* **Reading passage**:
'''

<!-- dom:TITLE: Data Analysis and Machine Learning: Representing data -->
# Data Analysis and Machine Learning: Representing data
<!-- dom:AUTHOR: Morten Hjorth-Jensen at Department of Physics, University of Oslo & Department of Physics and Astronomy and National Superconducting Cyclotron Laboratory, Michigan State University -->
<!-- Author: -->  
**Morten Hjorth-Jensen**, Department of Physics, University of Oslo and Department of Physics and Astronomy and National Superconducting Cyclotron Laboratory, Michigan State University

Date: **May 22, 2018**

Copyright 1999-2018, Morten Hjorth-Jensen. Released under CC Attribution-NonCommercial 4.0 license




## Introduction

Statistics, data science and machine learning form important fields of
research in modern science.  They describe how to learn and make
predictions from data, as well as allowing us to extract important
correlations about physical process and the underlying laws of motion
in large data sets. The latter, big data sets, appear
frequently in essentially all disciplines, from the traditional Science,
Technology, Mathematics and Engineering fields to Life Science, Law, education research, 
the  Humanities and
the Social Sciences. It has become more and more common to see
research projects on big data in for example the Social
Sciences where extracting patterns from complicated survey data is one of many research directions. 
Having a solid grasp of data analysis and machine learning
is thus becoming central to scientific computing in many
fields, and competences and skills within the fields of machine learning
and scientific computing are nowadays strongly requested by many
potential employers. The latter cannot be overstated, familiarity with
machine learning has almost become a prerequisite for many of the most
exciting employment opportunities, whether they are in bioinformatics,
life science, physics or finance, in the private or the public
sector. This author has had several students or met students who have
been hired recently based on their skills and competences in
scientific computing and data science, often with marginal knowledge
of machine learning.

'''

* **Listed records**:
'''

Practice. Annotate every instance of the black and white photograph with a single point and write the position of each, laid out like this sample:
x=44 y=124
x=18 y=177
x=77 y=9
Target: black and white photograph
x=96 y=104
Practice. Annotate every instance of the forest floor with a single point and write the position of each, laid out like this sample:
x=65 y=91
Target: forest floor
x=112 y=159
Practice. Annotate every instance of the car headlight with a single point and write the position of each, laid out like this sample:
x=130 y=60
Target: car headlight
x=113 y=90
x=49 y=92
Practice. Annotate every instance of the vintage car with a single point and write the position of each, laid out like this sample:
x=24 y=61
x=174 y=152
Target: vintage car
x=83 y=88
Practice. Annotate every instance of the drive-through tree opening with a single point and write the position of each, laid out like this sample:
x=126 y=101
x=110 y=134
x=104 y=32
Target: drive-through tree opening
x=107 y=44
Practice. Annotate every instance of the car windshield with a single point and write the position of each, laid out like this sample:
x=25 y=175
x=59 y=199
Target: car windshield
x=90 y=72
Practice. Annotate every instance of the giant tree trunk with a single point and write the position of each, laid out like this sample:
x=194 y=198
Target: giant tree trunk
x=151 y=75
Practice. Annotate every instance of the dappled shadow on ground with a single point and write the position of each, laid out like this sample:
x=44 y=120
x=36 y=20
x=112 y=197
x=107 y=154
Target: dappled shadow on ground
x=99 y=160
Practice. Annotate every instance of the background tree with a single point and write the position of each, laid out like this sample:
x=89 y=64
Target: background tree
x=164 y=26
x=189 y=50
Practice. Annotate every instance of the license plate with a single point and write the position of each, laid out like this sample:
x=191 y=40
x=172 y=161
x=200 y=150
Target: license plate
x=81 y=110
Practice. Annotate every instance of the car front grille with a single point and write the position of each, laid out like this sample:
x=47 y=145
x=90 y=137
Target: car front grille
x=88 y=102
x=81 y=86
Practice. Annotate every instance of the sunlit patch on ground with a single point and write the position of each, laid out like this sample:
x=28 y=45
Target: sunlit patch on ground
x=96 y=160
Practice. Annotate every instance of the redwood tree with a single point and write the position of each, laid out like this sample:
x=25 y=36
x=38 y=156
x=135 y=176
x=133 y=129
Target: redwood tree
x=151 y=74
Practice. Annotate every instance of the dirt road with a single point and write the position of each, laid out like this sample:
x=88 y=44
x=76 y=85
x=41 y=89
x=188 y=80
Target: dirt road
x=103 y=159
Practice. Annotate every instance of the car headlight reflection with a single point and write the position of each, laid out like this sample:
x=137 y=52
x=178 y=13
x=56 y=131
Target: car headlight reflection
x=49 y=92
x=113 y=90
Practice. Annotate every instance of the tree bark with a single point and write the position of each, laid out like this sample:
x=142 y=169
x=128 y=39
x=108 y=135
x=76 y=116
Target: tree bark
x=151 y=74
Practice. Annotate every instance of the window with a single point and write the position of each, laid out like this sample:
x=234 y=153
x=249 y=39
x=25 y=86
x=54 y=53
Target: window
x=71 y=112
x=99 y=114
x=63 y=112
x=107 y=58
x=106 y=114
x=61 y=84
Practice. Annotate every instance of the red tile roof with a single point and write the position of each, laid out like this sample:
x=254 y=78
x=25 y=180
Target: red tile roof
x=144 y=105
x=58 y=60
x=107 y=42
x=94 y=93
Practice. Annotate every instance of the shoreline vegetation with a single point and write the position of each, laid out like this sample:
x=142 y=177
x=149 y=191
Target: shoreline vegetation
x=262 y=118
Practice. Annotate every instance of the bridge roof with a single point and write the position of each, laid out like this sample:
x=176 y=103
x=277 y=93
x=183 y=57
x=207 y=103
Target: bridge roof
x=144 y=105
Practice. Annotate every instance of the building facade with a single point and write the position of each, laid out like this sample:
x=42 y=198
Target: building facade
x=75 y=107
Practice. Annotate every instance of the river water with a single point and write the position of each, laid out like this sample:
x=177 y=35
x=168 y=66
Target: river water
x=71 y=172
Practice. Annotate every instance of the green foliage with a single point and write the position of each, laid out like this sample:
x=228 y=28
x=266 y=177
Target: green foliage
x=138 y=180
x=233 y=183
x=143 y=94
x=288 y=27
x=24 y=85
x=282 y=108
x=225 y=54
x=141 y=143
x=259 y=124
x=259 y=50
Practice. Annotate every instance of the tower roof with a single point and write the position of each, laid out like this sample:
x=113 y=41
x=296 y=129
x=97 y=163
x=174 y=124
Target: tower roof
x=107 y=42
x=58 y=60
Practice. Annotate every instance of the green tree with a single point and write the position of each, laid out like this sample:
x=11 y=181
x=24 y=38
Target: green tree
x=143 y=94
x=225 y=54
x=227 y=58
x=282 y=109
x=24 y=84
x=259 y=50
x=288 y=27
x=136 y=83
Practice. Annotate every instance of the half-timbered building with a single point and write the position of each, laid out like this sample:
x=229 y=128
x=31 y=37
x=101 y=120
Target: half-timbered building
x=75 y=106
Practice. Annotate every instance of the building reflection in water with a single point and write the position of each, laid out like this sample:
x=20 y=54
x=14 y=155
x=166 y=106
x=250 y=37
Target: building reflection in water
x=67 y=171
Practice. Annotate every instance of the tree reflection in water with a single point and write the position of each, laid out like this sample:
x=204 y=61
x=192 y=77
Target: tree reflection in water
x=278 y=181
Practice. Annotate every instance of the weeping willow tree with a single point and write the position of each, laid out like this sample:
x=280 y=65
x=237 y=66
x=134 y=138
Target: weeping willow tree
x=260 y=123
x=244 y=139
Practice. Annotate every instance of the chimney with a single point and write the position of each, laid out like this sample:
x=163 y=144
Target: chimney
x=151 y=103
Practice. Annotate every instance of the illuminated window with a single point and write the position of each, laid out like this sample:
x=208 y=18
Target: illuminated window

'''

The introduction on data analysis and machine learning above names some areas of exciting job openings. List every area it names.

* **The solution**: Bioinformatics, life science, physics, finance